Work to complete:
Decide whether each of the following statements agrees with the text below about Mary Taitano San Agustin Lujan's wartime journey. Answer yes or no for each, quoting the deciding words of the text exactly.
(a) Lujan was five years old when the Japanese occupation began.
(b) After the Japanese forces imprisoned her father, he was released and went back to police work.
(c) Her brother John was 12 years old when he was taken from the family.

A child’s wartime journey

Mary Taitano San Agustin Lujan (1936 – 2022) endured separation from close family members, a life in constant fear, endless nightmares, sudden flights to escape bombardment and near starvation along the 1944 march and encampment of Talo’fo’fo and Manenggon.

Born to Candido Sanchez and Maria Pangelinan Taitano San Agustin, Lujan was five years old at the beginning of the Japanese occupation. Her father was a Guam police officer, who was imprisoned by Japanese Imperial forces then forced to serve as a prison guard.

She is the sister of John Taitano San Agustin, then a 12-year old boy, forcibly taken from the family, trained as a translator then compelled to serve in youth work groups to resupply Japanese munitions in the concluding months of the occupation. Her other siblings – Joe, Candido, Enrique, Carlos, Albert and Nora (born after the war), were made to work in fields from sunup to sundown.

Data rows:

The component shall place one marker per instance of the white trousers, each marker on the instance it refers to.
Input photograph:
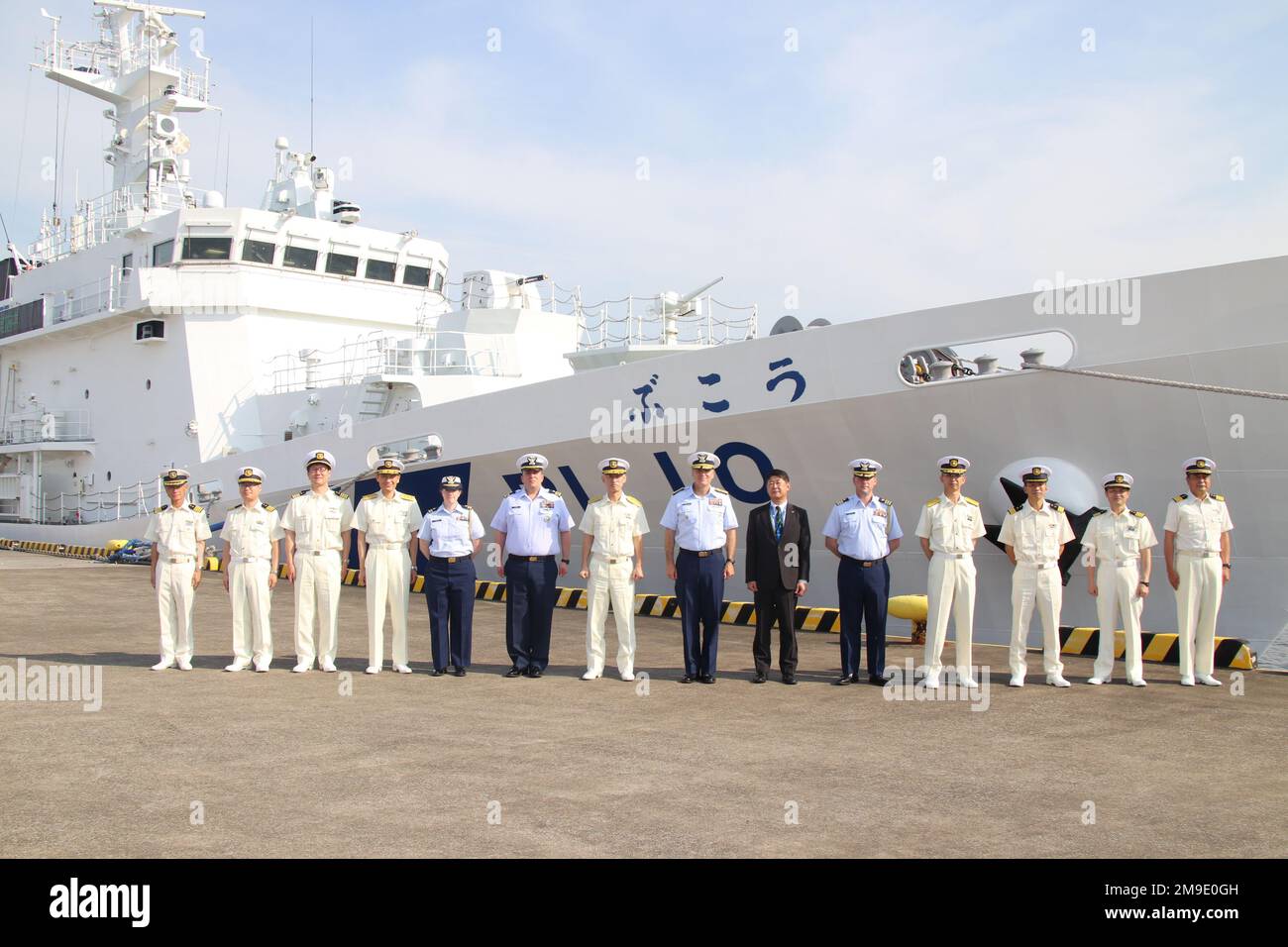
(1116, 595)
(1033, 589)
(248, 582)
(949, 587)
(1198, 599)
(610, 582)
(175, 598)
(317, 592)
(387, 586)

--

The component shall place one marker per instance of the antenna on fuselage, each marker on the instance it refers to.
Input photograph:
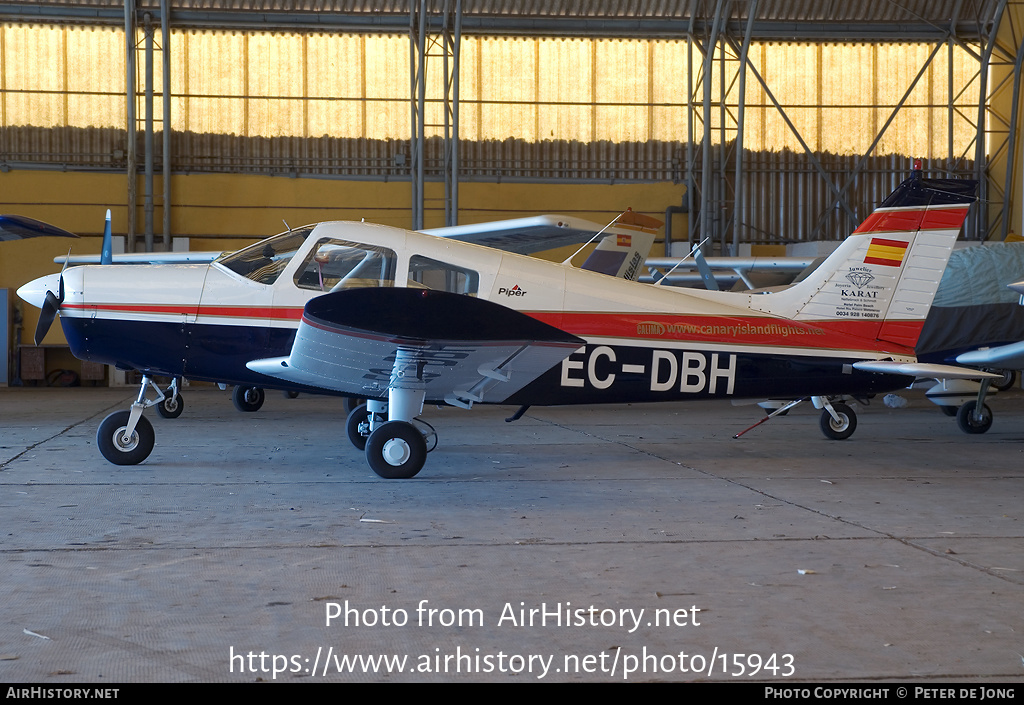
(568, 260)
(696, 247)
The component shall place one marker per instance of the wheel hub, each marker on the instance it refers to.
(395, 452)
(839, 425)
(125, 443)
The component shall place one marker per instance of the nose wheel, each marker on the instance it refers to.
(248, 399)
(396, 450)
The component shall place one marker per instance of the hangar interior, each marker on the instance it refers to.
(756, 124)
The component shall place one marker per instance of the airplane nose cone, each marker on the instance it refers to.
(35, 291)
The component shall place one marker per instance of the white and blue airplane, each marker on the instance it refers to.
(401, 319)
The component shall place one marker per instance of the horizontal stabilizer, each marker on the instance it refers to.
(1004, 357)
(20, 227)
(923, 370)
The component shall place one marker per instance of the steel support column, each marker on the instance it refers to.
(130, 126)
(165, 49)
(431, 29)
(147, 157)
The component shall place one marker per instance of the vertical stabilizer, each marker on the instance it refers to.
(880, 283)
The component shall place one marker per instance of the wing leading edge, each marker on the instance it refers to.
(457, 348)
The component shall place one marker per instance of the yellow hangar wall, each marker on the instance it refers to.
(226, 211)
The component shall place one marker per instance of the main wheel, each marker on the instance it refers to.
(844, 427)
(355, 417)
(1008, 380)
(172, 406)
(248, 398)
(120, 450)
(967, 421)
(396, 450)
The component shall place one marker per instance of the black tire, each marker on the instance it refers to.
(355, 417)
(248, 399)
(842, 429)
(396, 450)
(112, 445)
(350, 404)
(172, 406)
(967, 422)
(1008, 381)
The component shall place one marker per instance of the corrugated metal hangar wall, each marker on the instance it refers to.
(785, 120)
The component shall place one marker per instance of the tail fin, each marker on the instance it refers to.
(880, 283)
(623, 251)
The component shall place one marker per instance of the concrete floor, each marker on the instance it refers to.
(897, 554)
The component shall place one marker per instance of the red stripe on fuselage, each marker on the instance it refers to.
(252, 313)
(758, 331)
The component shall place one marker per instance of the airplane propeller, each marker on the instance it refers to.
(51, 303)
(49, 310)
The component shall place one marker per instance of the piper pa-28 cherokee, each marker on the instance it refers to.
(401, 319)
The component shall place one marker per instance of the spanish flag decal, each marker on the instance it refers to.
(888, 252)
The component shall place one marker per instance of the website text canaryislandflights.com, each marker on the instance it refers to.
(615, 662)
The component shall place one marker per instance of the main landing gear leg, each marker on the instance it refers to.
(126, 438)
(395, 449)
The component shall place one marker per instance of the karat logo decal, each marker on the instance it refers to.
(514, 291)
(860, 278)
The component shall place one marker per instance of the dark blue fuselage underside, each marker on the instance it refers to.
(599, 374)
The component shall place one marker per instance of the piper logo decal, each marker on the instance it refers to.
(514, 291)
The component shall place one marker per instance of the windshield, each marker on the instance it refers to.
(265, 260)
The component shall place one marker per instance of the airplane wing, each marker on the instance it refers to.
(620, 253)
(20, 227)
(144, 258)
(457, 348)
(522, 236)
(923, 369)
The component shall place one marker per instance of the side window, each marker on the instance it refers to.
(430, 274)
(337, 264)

---

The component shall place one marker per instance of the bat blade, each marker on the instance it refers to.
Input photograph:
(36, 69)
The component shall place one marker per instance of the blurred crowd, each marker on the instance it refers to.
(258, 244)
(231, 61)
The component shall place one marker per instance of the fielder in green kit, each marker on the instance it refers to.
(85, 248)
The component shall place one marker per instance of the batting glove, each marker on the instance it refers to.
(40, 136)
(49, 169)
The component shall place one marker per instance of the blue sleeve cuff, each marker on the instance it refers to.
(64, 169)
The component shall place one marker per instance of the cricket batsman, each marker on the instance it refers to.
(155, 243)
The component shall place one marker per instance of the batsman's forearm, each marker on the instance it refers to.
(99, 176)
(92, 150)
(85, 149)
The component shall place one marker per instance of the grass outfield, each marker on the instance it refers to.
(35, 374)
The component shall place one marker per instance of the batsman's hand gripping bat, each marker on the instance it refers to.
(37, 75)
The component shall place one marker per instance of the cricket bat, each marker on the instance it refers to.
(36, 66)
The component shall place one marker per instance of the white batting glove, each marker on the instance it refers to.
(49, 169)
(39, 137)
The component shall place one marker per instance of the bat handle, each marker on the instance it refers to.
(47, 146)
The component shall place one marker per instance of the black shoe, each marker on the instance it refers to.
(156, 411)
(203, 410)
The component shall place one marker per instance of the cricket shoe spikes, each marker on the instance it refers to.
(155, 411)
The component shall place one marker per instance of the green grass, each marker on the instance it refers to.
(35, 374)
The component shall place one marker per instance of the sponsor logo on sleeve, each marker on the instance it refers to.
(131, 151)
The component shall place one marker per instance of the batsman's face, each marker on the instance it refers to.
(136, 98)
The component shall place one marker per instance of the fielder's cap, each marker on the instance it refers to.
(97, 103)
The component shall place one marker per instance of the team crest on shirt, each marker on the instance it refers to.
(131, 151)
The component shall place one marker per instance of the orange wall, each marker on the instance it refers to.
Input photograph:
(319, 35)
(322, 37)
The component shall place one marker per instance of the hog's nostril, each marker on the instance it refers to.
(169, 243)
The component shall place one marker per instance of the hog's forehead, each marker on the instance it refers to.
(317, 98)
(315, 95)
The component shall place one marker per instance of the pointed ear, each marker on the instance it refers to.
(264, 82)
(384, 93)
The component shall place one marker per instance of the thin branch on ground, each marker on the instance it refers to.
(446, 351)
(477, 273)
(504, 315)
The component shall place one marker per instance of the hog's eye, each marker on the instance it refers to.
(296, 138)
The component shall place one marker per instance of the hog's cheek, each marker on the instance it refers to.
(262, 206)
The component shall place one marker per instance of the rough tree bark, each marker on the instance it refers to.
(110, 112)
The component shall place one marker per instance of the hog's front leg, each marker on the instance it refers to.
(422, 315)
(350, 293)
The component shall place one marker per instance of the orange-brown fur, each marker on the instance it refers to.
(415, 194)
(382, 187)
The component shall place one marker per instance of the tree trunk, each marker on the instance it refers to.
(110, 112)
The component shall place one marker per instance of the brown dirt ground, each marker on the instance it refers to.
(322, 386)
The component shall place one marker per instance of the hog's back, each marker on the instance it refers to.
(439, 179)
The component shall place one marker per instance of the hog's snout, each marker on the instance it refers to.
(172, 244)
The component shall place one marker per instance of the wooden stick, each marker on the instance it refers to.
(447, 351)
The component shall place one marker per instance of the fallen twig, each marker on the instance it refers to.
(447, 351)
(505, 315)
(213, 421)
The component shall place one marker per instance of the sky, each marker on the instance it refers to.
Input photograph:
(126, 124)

Output for this task:
(a) Yes: "Lujan was five years old at the beginning of the Japanese occupation."
(b) No: "who was imprisoned by Japanese Imperial forces then forced to serve as a prison guard."
(c) Yes: "then a 12-year old boy, forcibly taken from the family."